Start

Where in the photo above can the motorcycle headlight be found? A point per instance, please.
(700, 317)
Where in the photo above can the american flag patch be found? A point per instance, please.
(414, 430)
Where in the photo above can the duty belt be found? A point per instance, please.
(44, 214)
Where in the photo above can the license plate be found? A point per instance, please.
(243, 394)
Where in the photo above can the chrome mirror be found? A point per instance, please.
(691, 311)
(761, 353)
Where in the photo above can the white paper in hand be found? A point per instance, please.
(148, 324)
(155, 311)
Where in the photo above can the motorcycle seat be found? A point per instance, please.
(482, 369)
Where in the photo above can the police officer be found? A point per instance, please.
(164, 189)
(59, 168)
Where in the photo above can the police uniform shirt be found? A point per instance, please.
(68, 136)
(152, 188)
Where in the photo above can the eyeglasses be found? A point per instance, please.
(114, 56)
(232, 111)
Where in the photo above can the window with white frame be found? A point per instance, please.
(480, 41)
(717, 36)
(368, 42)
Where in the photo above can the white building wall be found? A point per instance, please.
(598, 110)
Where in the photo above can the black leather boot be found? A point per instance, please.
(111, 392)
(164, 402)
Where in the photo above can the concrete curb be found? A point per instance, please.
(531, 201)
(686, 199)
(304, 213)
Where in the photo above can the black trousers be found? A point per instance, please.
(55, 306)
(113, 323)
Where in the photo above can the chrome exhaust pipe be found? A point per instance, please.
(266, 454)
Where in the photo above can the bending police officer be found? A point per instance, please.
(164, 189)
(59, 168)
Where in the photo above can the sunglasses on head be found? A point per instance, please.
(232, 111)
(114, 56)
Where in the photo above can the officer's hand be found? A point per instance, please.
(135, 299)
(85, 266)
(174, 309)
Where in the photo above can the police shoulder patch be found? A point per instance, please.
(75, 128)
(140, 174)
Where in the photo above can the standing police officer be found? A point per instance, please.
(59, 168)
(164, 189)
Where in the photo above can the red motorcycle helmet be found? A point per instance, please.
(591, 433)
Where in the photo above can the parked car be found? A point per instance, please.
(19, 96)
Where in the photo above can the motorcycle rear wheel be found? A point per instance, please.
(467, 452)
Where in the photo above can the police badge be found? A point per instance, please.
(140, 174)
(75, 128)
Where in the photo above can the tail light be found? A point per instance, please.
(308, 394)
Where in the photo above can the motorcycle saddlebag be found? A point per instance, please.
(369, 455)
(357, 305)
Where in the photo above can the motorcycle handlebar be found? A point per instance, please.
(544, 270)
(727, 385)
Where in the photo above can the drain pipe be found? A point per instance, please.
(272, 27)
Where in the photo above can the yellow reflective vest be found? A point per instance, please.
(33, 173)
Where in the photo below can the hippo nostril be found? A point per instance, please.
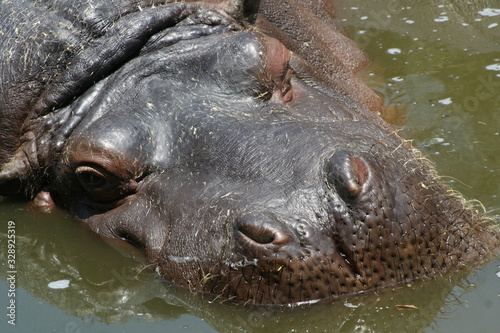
(347, 173)
(259, 235)
(261, 230)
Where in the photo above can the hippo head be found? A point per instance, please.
(240, 173)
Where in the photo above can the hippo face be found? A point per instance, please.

End

WRITTEN REQUEST = Copy all of the lines above word for word, but leave out the picture.

RESPONSE BELOW =
Where in the photo above can the motorcycle headlight be found? A point per instance, please.
(700, 317)
Where in the photo above can the american flag patch be found? A point per instance, please.
(414, 430)
Where in the photo above can the duty belt be found? A point per instance, please.
(44, 214)
Where in the photo above can the license plate be found? A point per instance, please.
(243, 394)
Where in the photo above can the chrome mirror be found? A point per instance, please.
(691, 311)
(761, 353)
Where in the photo above can the white paper in hand be found? A point per instance, please.
(148, 324)
(155, 311)
Where in the photo above can the motorcycle seat be found? A point per instance, please.
(482, 369)
Where in the photo above can the police officer be found? A point per instance, please.
(164, 189)
(59, 168)
Where in the photo above can the police uniform shirt be found? A point per instance, please.
(68, 136)
(152, 188)
Where in the photo above can the eyeglasses be found? A point per instance, please.
(114, 56)
(232, 111)
Where in the photo above can the window with white frame be found? A point per instance, please.
(480, 41)
(717, 36)
(368, 42)
Where in the photo above can the white building wall be found? A point per instance, please.
(598, 110)
Where in the photo above can the black leather boot be found? A point per instance, please.
(111, 392)
(164, 402)
Where in the photo above can the concrete curb be found? A point per instance, please.
(531, 201)
(686, 199)
(304, 213)
Where in the photo above can the black trousers be found? A point per instance, please.
(55, 306)
(113, 323)
Where in the photo above can the chrome exhaust pipe be found? A point per instance, please.
(266, 454)
Where in the photo above can the bending police officer be found? A point per instance, please.
(164, 189)
(59, 168)
Where in the photo above can the sunglasses on head be found? A point per instance, please.
(232, 111)
(114, 56)
Where in the photo above can the officer's hand be found? A point per instance, please.
(135, 299)
(85, 266)
(174, 309)
Where in the photo above can the police shoulder patch be found? A point per instance, please.
(75, 128)
(140, 174)
Where in the photo above can the standing police officer be found? A point per instance, please.
(59, 168)
(164, 189)
Where in the photo above can the red motorcycle helmet be found? A point per instance, please.
(591, 433)
Where in the photo above can the parked car be found? A point per instance, please.
(19, 96)
Where in the photo above can the motorcycle rear wheel be found? A point per instance, please.
(467, 452)
Where in the photo above can the police badge be found? A point per instance, please.
(140, 174)
(75, 128)
Where in the photo above can the tail light be found? A point per instance, please.
(308, 394)
Where in the photo above can the motorcycle saddlebag be found? A point per instance, please.
(369, 455)
(357, 305)
Where in the photo above can the motorcycle handlebar be found? A point per instance, please.
(544, 270)
(727, 385)
Where in the photo above can the drain pipe be found? A point per instance, please.
(272, 27)
Where in the photo above can the yellow reflective vest be found? A point per instance, please.
(33, 173)
Where in the photo below can the hippo nostril be found? A point per instance, please.
(347, 173)
(259, 235)
(261, 230)
Where in the photo above can the hippo head be found? A point per instance, please.
(240, 173)
Where in the photo above can the hippo face be found? A point per instance, please.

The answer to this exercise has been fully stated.